Do this — Reproduce every entry below word for word, keeping each line unchanged.

[Object point labels]

<<<<

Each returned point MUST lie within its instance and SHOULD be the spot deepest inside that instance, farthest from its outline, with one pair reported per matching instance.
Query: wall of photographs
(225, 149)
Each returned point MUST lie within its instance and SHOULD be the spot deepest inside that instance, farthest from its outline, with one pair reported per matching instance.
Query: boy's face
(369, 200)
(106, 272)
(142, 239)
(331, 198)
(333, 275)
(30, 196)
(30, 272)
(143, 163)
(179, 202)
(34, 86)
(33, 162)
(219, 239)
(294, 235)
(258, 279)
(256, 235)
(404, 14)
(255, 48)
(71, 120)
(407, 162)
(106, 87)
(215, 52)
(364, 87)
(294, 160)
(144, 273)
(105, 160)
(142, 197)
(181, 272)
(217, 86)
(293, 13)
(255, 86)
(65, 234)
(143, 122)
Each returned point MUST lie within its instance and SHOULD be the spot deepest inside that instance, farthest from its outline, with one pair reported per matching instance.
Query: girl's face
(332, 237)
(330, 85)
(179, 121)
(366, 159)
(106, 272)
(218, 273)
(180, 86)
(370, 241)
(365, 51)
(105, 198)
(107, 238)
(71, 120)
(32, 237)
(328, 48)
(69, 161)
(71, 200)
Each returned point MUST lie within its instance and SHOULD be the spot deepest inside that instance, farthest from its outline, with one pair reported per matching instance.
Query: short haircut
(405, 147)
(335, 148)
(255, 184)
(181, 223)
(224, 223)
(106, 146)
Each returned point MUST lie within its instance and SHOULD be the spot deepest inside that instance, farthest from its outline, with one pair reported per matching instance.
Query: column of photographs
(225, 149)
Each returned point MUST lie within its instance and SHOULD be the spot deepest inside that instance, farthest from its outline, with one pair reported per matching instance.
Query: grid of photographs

>>>>

Worked answer —
Each returned point MUST lie within its instance and SHOULD be the spot deepest inside that instance, farthest from its outline, with one pair reported per matching instance.
Query: wall of photographs
(225, 149)
Each returned point MUST lie within its instance and SHOULD be the spot deepest inside that instance, farthest from its outline, with one pair reported per matching instance.
Query: boy's face
(369, 200)
(106, 272)
(142, 239)
(331, 198)
(333, 275)
(30, 196)
(30, 272)
(143, 163)
(179, 202)
(34, 86)
(33, 162)
(219, 239)
(294, 235)
(258, 279)
(256, 235)
(404, 14)
(255, 48)
(71, 120)
(407, 162)
(106, 87)
(215, 52)
(364, 87)
(294, 160)
(144, 273)
(105, 160)
(142, 197)
(181, 272)
(217, 86)
(293, 13)
(255, 86)
(65, 234)
(143, 122)
Each returned point MUST lie within its instance and SHOULD be the spot deepest inside that instance, farthest from its outline, with one pair reported per matching instance.
Query: girl's face
(332, 237)
(330, 85)
(179, 121)
(366, 159)
(106, 272)
(218, 273)
(180, 86)
(370, 241)
(365, 51)
(105, 198)
(107, 238)
(71, 120)
(32, 237)
(328, 48)
(69, 161)
(71, 200)
Each returned point MUST lie within its instance and SHOULD be the spot deepest inside that instance, farthest from its outline, with one pair reported per matching instance.
Query: short haircut
(405, 147)
(335, 148)
(255, 184)
(181, 223)
(224, 223)
(106, 146)
Each returned point MUST lie within its instance and SHOULD be the spot deepest inside that instance, farthest from its outline, with one pair reported per matching instance.
Query: column of photographs
(225, 149)
Each returned point MUST lie within its instance and SHOULD be the spot deepest inside that instance, farthest from its outline, with one pair reported per matching instance.
Query: grid of photographs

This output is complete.